• Document
# two 2x6 vs one 2x8



## kaiden (Aug 18, 2012)

Hello, needing knowledge-help. I'm building a small shop-room under my boys club house. I have a span of 11'7" the height is 6'6", I want to use two 2x6 together like a beam on all 8 joist. I know I should be using 2x8 or 2x10 but I need head room. My question is, "are two 2x6 stonger or equal to one 2x8??:whistling2:


----------



## joecaption (Nov 30, 2011)

Post a picture so we can get a better idea of what your trying to do.


----------



## kaiden (Aug 18, 2012)

sorry joecaption unable to insert a photo. This project is kinda of a two story small clubhouse/shop. The top of clube house is 8' height by 10x12. Under the club house I have 83 1/2" of head room. If I use two 2x6 together for the floor of club house and will also be the roof of the shop, which will have 8 joist, the joist will be the double 2x6s instead of 8 single 2x8s, which if I use 2x6s the head room under the club house would drop it down to 78" . Just wondering if the double 2x6s are stong enough for that 11'7" span or should I triple the 2x6s??? NEEDING HEAD ROOM......


----------



## kaiden (Aug 18, 2012)

Trying to send a pic. but don't know how


----------



## kwikfishron (Mar 11, 2010)

kaiden said:


> Trying to send a pic. but don't know how


Here you go.
http://www.diychatroom.com/f19/how-attach-photo-post-12559/


----------



## kaiden (Aug 18, 2012)

*Simpe pic. Drawing*

Please don't laugh, just trying to get the point across:laughing:


----------



## joecaption (Nov 30, 2011)

I'm still trying to figure something out. If the club house is already built, and it has a floor there has to be something already holding the floor up. So why do you need more joist?
What do you plan on doing for a door for the shop?

• Tasks and exercises
A: Based on the thread, are these statements correct? (i) The span to be covered is 11'7". (ii) The space under the club house has 83 1/2" of head room. (iii) The shop roof will have 10 joists. For each, answer yes or no and quote the words from the thread that decide it.
B: According to the thread, how much head room would be left under the club house if double 2x6s were used?
Answer using only the thread.

[Dataset entries]
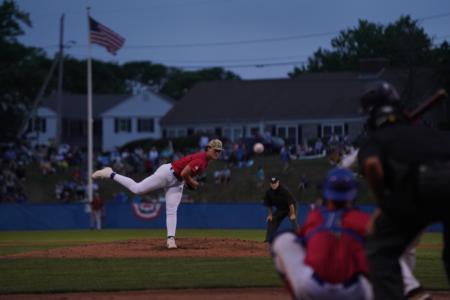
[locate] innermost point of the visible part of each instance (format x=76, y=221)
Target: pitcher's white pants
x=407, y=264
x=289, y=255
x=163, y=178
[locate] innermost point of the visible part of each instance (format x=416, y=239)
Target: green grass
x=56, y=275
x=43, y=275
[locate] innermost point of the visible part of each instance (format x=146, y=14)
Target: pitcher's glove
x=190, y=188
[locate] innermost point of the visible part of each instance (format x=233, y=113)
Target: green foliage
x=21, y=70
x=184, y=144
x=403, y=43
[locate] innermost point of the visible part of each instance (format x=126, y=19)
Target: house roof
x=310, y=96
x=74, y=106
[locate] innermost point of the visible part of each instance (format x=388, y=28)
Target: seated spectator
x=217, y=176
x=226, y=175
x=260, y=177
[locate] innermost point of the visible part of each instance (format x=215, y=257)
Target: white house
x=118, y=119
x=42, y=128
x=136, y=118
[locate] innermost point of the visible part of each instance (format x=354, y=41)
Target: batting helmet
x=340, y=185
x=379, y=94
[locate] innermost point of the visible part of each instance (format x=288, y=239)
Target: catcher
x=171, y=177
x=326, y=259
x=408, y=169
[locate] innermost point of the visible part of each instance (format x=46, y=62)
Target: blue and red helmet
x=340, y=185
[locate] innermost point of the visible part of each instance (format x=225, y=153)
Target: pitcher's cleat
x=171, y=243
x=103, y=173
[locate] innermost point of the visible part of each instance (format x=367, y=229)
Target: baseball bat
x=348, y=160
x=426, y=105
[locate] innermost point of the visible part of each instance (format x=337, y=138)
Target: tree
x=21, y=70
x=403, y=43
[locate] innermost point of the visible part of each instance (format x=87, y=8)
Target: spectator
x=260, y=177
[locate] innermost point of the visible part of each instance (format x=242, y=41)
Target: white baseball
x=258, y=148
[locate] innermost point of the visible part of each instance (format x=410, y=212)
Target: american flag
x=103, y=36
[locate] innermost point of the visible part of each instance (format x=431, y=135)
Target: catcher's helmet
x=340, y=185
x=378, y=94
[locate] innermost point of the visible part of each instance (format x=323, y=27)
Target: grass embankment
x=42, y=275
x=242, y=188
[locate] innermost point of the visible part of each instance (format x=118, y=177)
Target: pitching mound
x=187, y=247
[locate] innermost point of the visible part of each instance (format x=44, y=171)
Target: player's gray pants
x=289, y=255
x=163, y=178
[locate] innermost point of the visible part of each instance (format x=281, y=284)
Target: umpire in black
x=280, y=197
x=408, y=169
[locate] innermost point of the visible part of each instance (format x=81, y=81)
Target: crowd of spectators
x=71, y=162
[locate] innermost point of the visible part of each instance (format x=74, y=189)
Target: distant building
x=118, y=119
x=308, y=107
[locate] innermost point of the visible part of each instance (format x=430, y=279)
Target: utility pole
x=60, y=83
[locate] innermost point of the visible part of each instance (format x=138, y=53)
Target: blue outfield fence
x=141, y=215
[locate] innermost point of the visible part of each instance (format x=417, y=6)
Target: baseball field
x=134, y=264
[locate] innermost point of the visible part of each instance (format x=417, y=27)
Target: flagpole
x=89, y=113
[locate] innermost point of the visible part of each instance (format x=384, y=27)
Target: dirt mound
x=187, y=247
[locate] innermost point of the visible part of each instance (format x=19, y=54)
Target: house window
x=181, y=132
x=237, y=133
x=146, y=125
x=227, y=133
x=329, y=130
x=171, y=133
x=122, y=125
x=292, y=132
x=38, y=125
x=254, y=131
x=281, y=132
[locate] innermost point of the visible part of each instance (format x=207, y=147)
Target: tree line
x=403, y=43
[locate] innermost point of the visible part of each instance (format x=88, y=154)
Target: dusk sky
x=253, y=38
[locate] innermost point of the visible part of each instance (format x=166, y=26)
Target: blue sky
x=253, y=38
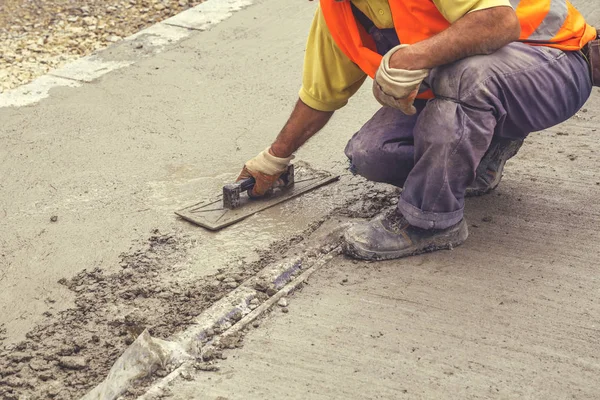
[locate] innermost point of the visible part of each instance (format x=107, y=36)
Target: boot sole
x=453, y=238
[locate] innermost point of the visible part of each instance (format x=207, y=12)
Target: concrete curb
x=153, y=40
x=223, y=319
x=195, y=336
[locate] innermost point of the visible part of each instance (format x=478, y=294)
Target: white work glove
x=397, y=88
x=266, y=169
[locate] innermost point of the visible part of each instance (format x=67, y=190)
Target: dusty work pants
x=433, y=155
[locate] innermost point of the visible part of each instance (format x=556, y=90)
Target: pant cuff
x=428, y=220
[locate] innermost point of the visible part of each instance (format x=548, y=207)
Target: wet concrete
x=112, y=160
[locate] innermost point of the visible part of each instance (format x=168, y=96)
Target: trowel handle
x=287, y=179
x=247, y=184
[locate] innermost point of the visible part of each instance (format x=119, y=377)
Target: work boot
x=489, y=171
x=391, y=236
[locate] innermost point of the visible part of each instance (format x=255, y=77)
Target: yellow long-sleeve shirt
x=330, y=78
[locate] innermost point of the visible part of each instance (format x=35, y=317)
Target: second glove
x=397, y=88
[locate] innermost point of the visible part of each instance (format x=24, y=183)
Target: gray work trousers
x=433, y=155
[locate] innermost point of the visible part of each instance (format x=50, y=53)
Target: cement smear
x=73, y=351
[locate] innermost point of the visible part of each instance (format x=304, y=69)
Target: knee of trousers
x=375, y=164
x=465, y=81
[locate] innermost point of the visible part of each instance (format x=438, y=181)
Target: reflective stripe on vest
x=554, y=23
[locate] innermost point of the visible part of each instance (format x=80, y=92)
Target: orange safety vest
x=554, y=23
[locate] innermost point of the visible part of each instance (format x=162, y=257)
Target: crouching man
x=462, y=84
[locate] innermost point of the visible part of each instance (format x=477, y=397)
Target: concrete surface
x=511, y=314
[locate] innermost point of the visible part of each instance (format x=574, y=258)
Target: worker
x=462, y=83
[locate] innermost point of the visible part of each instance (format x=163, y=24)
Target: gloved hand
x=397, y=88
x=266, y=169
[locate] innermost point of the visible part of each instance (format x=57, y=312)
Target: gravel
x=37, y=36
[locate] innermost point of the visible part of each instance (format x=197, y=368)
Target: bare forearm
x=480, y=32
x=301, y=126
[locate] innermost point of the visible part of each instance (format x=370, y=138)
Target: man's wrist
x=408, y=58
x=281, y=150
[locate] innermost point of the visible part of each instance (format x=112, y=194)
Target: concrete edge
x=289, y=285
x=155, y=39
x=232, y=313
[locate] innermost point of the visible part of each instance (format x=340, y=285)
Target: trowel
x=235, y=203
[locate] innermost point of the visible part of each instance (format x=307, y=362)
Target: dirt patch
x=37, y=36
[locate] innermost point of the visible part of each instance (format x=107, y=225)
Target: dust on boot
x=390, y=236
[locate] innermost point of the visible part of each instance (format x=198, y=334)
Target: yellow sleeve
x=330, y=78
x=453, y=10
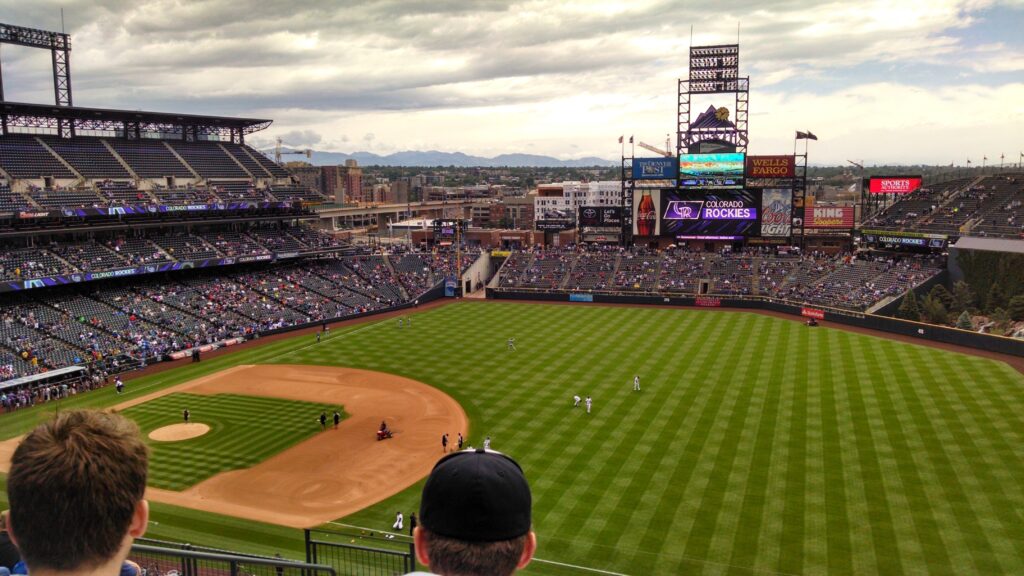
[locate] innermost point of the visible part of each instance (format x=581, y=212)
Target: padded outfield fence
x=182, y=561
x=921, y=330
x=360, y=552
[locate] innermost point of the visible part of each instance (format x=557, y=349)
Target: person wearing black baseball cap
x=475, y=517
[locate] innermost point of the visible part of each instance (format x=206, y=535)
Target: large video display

• Answers for the tasks
A:
(i) Yes: "I have a span of 11'7""
(ii) Yes: "Under the club house I have 83 1/2" of head room."
(iii) No: "which will have 8 joist"

B: 78".